[Raw records]
•••••
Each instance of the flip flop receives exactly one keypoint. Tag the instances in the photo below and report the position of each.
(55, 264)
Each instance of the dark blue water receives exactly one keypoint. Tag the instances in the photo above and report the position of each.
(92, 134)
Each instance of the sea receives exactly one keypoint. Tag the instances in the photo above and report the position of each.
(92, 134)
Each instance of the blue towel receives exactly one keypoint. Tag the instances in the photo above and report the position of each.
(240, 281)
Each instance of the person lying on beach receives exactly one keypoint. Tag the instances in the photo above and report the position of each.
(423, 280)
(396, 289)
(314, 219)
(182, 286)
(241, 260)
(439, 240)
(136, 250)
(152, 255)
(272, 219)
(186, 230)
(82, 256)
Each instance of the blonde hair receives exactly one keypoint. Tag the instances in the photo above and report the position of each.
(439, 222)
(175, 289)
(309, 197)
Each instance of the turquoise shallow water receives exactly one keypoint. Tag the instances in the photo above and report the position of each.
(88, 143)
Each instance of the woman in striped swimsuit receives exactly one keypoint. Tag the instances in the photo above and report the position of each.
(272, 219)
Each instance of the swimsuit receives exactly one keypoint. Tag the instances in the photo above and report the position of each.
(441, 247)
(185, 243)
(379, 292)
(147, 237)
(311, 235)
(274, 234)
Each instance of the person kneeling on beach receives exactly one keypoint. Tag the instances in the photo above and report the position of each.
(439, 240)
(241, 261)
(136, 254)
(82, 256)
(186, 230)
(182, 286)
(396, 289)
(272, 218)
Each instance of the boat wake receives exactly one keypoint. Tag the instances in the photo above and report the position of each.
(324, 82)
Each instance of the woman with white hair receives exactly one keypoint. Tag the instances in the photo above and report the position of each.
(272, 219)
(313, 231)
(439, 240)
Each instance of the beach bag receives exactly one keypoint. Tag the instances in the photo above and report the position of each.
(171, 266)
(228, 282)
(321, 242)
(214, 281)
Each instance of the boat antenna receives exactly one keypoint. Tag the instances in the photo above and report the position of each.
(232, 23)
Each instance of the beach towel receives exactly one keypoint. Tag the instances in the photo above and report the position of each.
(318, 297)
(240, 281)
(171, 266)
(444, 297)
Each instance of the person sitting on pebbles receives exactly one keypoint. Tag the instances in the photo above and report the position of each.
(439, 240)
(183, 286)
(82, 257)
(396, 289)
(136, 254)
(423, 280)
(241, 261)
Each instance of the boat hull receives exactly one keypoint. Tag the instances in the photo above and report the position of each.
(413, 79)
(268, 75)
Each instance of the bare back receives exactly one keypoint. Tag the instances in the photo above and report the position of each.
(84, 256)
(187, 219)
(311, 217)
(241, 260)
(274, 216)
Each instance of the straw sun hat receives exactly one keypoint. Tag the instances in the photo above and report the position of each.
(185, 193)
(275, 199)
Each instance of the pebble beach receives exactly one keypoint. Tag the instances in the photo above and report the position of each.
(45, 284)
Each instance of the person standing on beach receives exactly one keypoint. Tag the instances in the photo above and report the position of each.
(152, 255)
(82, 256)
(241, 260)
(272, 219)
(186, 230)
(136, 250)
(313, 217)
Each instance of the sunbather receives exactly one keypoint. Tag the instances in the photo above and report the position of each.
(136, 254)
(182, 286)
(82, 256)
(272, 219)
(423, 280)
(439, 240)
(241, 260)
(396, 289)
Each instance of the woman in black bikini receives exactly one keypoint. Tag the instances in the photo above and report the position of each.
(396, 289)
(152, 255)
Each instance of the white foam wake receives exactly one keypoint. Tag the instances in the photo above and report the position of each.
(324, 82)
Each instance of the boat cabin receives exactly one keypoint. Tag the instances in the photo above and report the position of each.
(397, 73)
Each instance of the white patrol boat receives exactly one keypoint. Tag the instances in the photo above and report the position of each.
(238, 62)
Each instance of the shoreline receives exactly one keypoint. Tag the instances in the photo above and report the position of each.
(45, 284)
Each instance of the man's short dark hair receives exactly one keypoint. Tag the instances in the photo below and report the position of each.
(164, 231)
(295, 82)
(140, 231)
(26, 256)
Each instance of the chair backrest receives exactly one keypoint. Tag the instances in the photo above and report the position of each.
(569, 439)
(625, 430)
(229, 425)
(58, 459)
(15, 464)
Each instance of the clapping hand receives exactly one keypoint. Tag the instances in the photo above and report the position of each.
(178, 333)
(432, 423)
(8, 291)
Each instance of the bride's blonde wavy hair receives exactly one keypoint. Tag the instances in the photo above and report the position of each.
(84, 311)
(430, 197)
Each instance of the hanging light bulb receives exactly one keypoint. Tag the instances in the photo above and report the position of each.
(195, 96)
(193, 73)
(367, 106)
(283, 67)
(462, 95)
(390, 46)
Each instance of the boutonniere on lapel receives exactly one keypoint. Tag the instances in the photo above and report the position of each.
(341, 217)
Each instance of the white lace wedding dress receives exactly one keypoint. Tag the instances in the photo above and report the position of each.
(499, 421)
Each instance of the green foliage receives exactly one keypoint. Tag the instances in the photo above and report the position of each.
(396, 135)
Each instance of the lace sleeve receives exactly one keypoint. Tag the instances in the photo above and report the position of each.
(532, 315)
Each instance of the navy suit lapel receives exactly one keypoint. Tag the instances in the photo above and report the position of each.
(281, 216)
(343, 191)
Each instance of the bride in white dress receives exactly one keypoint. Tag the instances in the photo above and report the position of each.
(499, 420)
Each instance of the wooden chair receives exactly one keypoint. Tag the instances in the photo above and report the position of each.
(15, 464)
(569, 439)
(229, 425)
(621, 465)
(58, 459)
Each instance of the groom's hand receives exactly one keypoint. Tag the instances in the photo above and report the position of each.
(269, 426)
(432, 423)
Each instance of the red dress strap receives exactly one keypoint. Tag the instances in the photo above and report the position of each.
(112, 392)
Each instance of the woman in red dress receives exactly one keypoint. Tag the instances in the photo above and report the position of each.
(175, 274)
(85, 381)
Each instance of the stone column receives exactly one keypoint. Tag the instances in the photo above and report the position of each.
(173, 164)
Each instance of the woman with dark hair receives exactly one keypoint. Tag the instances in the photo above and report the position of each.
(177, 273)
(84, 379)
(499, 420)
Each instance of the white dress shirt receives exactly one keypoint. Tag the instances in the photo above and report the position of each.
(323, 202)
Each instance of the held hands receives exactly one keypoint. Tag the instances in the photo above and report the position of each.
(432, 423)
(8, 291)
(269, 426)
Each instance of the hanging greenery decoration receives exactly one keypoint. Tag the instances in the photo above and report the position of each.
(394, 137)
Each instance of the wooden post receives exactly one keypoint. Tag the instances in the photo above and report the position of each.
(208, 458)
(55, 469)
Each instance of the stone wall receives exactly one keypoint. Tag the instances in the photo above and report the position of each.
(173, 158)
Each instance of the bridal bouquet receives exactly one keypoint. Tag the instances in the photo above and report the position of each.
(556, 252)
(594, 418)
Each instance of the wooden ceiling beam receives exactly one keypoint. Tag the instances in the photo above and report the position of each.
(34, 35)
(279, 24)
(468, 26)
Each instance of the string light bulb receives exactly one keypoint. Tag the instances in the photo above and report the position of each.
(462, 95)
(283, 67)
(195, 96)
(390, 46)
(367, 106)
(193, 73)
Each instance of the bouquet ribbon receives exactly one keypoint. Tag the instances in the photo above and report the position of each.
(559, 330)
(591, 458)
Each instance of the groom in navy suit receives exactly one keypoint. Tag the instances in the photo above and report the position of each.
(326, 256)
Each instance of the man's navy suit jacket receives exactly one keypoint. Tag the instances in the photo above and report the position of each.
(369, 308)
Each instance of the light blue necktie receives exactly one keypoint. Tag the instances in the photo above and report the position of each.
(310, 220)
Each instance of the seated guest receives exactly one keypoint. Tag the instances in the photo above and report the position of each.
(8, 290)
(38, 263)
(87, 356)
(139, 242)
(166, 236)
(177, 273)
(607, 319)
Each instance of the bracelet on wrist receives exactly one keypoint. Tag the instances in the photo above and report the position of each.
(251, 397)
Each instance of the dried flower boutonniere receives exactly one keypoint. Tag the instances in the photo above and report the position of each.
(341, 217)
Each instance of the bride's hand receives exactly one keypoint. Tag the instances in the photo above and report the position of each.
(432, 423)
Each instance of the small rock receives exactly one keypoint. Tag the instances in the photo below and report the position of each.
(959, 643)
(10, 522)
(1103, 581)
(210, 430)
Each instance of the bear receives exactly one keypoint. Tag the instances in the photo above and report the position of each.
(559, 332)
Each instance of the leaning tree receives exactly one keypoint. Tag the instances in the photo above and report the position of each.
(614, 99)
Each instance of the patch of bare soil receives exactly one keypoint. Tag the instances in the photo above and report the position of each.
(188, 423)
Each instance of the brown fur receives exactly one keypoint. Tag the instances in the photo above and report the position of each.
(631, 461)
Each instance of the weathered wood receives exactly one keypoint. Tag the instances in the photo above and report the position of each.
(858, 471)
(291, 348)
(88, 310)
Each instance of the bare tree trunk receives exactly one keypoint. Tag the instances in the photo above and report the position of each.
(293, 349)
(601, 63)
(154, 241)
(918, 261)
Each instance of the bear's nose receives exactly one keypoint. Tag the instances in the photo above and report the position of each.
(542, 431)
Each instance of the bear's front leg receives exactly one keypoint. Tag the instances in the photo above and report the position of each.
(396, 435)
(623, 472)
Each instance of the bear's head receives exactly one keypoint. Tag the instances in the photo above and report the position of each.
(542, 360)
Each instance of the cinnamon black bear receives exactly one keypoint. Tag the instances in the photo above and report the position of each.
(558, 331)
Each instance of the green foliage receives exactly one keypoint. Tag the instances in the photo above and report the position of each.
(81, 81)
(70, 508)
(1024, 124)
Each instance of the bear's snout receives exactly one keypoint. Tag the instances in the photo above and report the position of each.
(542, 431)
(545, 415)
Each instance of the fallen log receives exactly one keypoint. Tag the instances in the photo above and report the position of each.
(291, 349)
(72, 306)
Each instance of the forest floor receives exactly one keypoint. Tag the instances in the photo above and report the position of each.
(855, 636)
•••••
PROBLEM DETAILS:
Output the line containing "Each instance of the bear's nose" and all lines after it to the end of the records, exactly as given.

THE RESULT:
Each instance of the bear's nose receives exactly one keypoint. Tag the instances in the photo above and report the position of each.
(542, 431)
Each instance of the bear's front leg receives exactly one keypoint. Tag the instances in the photo above and report the position of each.
(396, 435)
(623, 472)
Each instance of the bear's head receives exactly one keypoint. Tag the instances in the photo above and report the position of each.
(542, 360)
Each instance of the cinnamon black bear receives exactly one keypoint. Tag the instances in the photo above and report the position of each.
(558, 331)
Each instance of the green foliage receives exactly one keypoint. Tag the instances in the photo above and report the position of each.
(81, 81)
(70, 508)
(1024, 124)
Each instance of the bear's snout receives exactly one keypoint. Tag the instances in the photo above and report the position of each.
(542, 431)
(545, 415)
Each instance of the fallen log receives exactly one keypoint. Tag the instances in the photo above and report the position of each.
(291, 349)
(72, 306)
Each instance of the forest floor receives exactly one keypoint. Tag the instances in the photo above and report the position of each.
(855, 636)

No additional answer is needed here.